Return nothing but the lines from the line containing "of the dried" through the last line of the records, reproduced exactly.

** Start Exercise data **

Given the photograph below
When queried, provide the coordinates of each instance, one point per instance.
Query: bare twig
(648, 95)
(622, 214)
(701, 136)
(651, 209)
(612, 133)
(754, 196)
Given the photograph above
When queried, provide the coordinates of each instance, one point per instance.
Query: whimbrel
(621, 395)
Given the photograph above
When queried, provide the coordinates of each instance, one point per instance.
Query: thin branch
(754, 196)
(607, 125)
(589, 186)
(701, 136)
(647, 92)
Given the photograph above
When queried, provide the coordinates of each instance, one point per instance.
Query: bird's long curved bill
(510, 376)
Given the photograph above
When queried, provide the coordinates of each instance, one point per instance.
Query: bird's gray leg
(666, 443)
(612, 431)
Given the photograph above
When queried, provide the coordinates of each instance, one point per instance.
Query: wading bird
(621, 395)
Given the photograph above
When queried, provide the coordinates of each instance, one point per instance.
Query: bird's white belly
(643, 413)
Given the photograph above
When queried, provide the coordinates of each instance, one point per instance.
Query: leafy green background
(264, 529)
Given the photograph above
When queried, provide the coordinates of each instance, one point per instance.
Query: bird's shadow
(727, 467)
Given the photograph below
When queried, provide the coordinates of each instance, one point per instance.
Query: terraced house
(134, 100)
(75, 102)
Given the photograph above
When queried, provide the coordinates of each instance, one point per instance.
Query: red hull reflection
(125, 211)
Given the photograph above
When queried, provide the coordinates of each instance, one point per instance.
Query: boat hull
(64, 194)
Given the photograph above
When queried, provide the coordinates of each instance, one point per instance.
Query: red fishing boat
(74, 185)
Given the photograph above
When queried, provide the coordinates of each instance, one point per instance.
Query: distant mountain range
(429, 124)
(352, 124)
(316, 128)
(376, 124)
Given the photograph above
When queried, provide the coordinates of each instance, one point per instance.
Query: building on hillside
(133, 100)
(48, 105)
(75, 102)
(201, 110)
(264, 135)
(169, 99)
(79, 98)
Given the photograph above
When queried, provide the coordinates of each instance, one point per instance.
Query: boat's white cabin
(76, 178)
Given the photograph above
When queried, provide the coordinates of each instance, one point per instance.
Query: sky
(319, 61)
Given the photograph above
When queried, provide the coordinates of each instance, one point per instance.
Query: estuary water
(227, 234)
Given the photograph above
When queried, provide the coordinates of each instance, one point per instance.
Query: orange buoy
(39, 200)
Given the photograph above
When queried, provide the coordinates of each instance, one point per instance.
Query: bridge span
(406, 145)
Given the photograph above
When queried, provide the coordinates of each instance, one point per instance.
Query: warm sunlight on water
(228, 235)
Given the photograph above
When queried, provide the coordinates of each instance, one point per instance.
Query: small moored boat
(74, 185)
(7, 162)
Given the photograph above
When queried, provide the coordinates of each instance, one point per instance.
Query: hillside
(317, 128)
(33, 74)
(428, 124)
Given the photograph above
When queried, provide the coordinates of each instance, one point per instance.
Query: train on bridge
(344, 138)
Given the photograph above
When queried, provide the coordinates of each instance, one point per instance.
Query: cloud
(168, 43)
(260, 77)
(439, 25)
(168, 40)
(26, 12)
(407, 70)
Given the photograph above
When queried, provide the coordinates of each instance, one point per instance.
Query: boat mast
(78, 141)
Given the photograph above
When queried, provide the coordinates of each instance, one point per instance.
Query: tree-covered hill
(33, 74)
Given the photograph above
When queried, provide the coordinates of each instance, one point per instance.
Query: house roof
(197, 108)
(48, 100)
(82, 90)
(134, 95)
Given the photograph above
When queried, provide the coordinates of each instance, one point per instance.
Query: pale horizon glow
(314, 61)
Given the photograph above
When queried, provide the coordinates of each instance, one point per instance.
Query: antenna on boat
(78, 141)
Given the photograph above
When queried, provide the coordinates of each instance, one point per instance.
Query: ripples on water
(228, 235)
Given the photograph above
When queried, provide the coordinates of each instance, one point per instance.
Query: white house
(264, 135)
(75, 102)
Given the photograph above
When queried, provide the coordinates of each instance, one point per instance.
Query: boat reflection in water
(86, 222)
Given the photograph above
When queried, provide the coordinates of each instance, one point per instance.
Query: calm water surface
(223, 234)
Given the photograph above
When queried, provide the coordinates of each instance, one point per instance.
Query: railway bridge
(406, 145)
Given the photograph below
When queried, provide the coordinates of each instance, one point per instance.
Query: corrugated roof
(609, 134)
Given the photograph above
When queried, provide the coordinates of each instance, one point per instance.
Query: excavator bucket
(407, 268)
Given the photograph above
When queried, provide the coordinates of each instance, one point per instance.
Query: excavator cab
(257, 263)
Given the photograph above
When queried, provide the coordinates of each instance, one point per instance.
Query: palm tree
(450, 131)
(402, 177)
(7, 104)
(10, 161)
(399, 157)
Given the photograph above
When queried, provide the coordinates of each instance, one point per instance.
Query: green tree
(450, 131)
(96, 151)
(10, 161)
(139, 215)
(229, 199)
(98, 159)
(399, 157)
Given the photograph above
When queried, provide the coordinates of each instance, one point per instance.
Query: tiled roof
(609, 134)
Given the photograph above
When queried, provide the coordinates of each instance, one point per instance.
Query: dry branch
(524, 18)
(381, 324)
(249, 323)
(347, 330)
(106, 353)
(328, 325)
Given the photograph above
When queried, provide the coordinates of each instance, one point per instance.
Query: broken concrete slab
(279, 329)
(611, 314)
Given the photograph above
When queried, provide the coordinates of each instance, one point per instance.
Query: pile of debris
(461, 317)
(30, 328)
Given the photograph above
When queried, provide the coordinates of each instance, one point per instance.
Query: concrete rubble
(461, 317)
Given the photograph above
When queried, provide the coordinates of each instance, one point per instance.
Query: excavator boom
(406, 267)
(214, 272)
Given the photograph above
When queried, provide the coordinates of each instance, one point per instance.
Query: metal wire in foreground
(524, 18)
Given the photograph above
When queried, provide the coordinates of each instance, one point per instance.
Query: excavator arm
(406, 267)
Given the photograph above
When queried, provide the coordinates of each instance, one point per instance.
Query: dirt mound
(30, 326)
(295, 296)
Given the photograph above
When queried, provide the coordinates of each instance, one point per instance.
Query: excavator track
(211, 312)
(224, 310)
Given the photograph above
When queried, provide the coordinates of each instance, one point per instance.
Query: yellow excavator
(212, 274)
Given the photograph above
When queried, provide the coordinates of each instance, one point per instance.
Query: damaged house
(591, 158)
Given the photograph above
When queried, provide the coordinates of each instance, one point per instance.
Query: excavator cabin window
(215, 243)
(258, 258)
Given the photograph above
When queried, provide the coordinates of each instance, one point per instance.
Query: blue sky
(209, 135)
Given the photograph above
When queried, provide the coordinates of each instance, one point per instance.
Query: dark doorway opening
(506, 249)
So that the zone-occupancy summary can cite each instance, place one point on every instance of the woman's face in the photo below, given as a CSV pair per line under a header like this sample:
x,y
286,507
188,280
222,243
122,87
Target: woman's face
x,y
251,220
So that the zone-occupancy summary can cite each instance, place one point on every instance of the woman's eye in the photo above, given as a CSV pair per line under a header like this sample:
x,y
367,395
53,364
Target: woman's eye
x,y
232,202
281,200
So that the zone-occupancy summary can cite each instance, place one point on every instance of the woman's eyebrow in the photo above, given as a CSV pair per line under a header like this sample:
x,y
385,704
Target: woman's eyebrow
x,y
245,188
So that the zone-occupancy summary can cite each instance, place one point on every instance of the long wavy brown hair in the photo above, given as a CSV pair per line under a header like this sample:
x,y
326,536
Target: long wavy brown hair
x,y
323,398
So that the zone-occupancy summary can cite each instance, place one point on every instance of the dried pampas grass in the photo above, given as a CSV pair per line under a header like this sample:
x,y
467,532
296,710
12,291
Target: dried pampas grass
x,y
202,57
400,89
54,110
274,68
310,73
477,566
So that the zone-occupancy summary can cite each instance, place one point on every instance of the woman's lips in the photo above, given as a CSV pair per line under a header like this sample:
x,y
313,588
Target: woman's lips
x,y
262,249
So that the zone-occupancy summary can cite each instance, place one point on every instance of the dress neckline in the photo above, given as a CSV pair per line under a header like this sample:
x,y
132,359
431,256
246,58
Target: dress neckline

** End Exercise data **

> **Written response**
So that the zone-occupancy summary can cite each instance, place one point on every instance of the dried pampas grass in the photo above, given as a CSV pair per line under a header like this sample:
x,y
467,532
296,710
12,291
Target: dried pampas grass
x,y
202,57
400,89
54,110
274,68
310,73
477,566
So that the zone-occupancy summary can cite each instance, place one point on every instance of the woman's lips in the photo above, given as a CSV pair per line under a header like this sample:
x,y
313,588
Target: woman's lips
x,y
262,249
So that the zone-occupancy summary can cite each instance, place one point on every instance of the dress neckline in the photo above, given as a CSV pair per line under a header like this sample:
x,y
132,359
431,256
246,58
Target: dress neckline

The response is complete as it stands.